SUPPLIED TEXT =>
╔══

How Do I Manage Nighttime Incontinence?

When you suffer from incontinence, it can become difficult to get a good night’s sleep when you’re spending your nights tossing and turning, worried about waking up to an accident. There are many questions that may be running through your mind, from the anxiety of having to wash and clean your sheets, to wondering if you’re going to urinate near your partner. 

Approximately 26 million Americans suffer from urinary incontinence  and while it’s reported that 1-2% of those Americans suffer from nighttime incontinence, experts say the number is much higher. Many instances of nighttime incontinence go under-reported because many feel embarrassed. 

If you’re looking for ways to manage nighttime incontinence, you’re not alone. Here are some things you can do at home to help you get a better night’s sleep.

Wear an Absorbent Adult Diaper or Overnight Pad

Many people hear the term adult diaper and become worried about wearing a bulky, uncomfortable pad to bed. However, there are a variety of brands and styles of adult diapers out there that are designed to maximize comfort with soft, breathable materials. Many of these adult incontinence products don’t even look like diapers and can be worn easily under your pajamas or regular clothing. Choose a maximum absorbency product and wear it overnight to catch leaks before they reach your clothing or bedsheets. 

Reduce Caffeine Intake Too Close to Bedtime 

Avoid caffeinated beverages before bed.  Not only can caffeine interrupt your sleep cycle and make it difficult to fall asleep in the first place, but it’s also linked to a higher risk of bladder leakage. Caffeine is a diuretic that increases urine output, meaning that it increases bladder activity and causes you to urinate more often. If you must have a nightly tea or coffee, switch to decaf. 

Limit Fluid Intake After 6 pm 

On that note, try to limit your intake of all fluids starting at 5pm or 6pm. If you need to hydrate, try to stick to water and drink in small sips instead of bigger gulps. Stay away from citrus juices, alcohol, cranberry juice (which is normally associated with bladder health, but can be an irritant for people with overactive bladders), diet sodas with artificial sweeteners or caffeine, and other acidic drinks. All of these drinks can irritate your bladder and increase your risk for an accident.

Do a Double-Void Before Getting Into Bed 

Essentially, doing a double-void means emptying your bladder twice before you climb in between the sheets for the night. When getting ready for bed, urinate before you go through your nightly routine such as brushing your teeth, washing your face, or removing your makeup. Once you’re done, urinate again right before you get in bed. Even if you don’t feel the urge, try to squeeze something out to lower your risk for the urge to creep up overnight.

Practice Your Kegels

An important way to reduce the symptoms of urinary incontinence is to strengthen your pelvic floor muscles. Regular kegel exercises are an excellent way to strengthen your pelvis to help gain more control over your bladder leaks. To find the right muscles, simply stop urinating mid-stream. The contraction you make to do this is the same contraction you’ll make to perform a kegel exercise. Hold it for five seconds at a time, then release. Repeat this up to 10 times,

three times a day. It won’t instantly eliminate overnight accidents, but it will help you build up muscle strength to control those accidents over time.

Invest in a Waterproof Cover 

If the anxiety of wetting your sheets and having to do extra laundry is causing you anxiety, invest in a waterproof cover for your bed. This can help reduce the amount of time you need to spend cleaning your sheets and can give you some peace of mind to help you get through the night.

╚══

SUPPLIED MATERIAL =>
╔══

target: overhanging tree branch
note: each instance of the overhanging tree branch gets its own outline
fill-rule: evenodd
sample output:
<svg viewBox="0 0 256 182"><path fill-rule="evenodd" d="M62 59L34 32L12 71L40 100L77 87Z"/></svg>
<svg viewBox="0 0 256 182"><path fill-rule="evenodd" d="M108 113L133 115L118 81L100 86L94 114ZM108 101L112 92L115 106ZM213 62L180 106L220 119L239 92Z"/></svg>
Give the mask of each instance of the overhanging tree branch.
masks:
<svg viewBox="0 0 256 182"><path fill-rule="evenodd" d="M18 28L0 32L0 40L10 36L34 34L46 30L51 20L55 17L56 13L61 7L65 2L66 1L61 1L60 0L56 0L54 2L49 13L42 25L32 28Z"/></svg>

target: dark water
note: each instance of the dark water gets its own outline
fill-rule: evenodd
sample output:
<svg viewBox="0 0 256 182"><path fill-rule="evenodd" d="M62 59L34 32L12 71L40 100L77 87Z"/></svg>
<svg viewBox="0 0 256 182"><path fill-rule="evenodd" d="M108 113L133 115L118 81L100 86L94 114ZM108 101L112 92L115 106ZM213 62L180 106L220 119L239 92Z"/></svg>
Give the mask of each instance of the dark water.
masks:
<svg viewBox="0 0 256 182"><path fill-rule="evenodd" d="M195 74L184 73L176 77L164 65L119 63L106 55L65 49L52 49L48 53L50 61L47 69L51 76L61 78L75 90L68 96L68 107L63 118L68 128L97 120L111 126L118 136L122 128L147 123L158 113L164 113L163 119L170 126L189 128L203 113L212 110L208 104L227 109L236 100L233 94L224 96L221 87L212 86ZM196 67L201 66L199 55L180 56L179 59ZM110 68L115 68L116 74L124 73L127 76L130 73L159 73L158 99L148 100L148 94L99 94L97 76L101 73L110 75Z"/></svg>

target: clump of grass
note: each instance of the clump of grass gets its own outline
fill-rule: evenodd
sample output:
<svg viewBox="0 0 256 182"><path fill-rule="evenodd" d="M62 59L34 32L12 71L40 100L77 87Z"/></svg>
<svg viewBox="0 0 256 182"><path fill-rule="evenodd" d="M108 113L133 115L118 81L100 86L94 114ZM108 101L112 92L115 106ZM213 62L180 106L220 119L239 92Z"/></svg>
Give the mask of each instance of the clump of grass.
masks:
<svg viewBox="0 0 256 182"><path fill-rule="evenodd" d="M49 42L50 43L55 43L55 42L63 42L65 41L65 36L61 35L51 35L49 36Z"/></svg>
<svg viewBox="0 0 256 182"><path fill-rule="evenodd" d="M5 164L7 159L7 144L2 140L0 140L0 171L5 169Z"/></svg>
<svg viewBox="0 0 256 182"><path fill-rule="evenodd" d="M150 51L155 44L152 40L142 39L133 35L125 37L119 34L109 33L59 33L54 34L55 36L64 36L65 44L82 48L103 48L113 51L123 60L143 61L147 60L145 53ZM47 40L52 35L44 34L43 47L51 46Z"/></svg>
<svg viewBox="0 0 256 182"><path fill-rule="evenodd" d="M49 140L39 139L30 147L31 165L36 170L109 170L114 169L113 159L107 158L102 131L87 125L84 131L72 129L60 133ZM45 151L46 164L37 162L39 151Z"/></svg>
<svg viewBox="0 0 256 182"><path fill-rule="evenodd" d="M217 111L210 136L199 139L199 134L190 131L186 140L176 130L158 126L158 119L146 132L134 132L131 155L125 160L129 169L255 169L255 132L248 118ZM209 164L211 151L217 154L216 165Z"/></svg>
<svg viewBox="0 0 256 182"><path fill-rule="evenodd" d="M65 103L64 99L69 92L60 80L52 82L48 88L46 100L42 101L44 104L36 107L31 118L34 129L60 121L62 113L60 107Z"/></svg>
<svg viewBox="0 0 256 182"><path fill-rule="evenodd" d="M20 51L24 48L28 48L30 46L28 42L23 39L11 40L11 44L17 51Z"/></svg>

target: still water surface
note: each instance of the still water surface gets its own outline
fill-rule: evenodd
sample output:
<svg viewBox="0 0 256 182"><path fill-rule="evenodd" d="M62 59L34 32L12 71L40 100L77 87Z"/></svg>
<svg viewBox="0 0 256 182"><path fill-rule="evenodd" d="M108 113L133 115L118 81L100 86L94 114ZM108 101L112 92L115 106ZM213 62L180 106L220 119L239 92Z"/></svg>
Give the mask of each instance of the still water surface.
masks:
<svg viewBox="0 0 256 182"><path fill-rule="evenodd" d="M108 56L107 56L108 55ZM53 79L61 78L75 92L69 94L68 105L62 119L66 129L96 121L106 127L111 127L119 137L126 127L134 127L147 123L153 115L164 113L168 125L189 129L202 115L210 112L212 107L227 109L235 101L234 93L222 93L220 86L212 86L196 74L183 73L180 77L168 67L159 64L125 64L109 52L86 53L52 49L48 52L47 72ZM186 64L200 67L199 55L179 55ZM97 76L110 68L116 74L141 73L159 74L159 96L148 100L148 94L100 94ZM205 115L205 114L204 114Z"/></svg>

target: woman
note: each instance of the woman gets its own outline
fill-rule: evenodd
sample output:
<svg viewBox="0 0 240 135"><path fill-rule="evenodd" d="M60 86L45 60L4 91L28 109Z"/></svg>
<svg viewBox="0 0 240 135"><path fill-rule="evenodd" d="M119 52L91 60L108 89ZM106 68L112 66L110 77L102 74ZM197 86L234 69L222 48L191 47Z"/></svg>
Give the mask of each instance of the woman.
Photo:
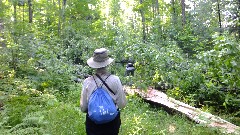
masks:
<svg viewBox="0 0 240 135"><path fill-rule="evenodd" d="M110 92L103 82L93 75L88 77L83 82L80 106L81 111L86 113L86 132L87 135L117 135L121 125L120 111L117 117L104 124L96 124L88 117L88 100L92 92L98 87L102 86L112 97L116 108L121 109L126 106L126 96L119 77L111 75L107 71L107 66L113 62L112 58L108 57L108 50L105 48L96 49L93 57L87 60L87 64L96 69L96 74L99 75L108 87L114 92Z"/></svg>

╚══

ACTIVITY =>
Decide whether each statement below agrees with the text on nighttime incontinence. Answer yes or no for each, and quote the words of the text that settle it.
(a) Caffeine raises the amount of urine the body produces.
(b) Each kegel contraction should be held for ten seconds.
(c) Cranberry juice is a recommended evening drink for bladder health.

RESPONSE AREA =>
(a) Yes: "Caffeine is a diuretic that increases urine output"
(b) No: "Hold it for five seconds at a time, then release."
(c) No: "Stay away from citrus juices, alcohol, cranberry juice (which is normally associated with bladder health, but can be an irritant for people with overactive bladders)"